» **REQUIRED ACTION**: Filter the records below, keeping only lines with the string "inside".

» **Recorded data**:
══════════
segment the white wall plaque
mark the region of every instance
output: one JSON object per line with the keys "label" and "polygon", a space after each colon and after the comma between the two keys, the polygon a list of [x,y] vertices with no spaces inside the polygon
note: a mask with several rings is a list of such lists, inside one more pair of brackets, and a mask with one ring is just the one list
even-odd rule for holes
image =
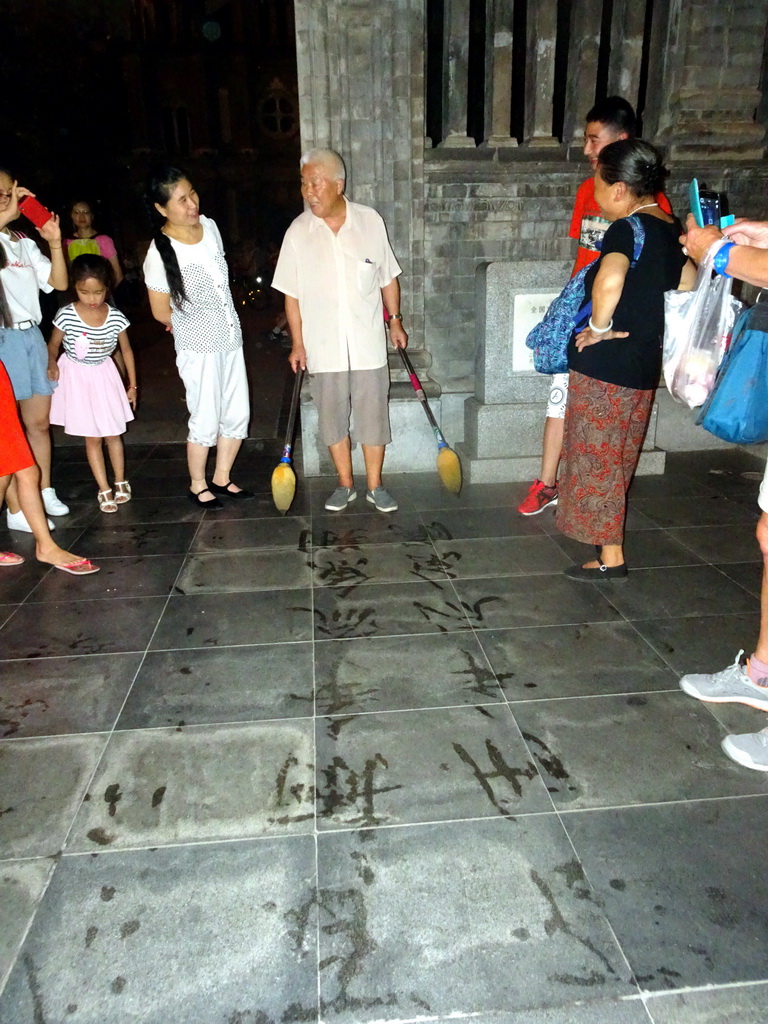
{"label": "white wall plaque", "polygon": [[533,370],[533,352],[525,347],[528,334],[543,318],[549,305],[560,294],[537,292],[534,295],[515,295],[512,307],[512,370],[530,373]]}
══════════
» **SOLUTION FOR THIS TASK**:
output: one JSON object per line with the keys "label" and "polygon", a space after each colon and after the comma between the two keys, the polygon a list of [x,y] vertices with no spaces inside the polygon
note: a mask with several rings is a list of such lists, inside one more pair of brackets, and a mask with one ring is just the one list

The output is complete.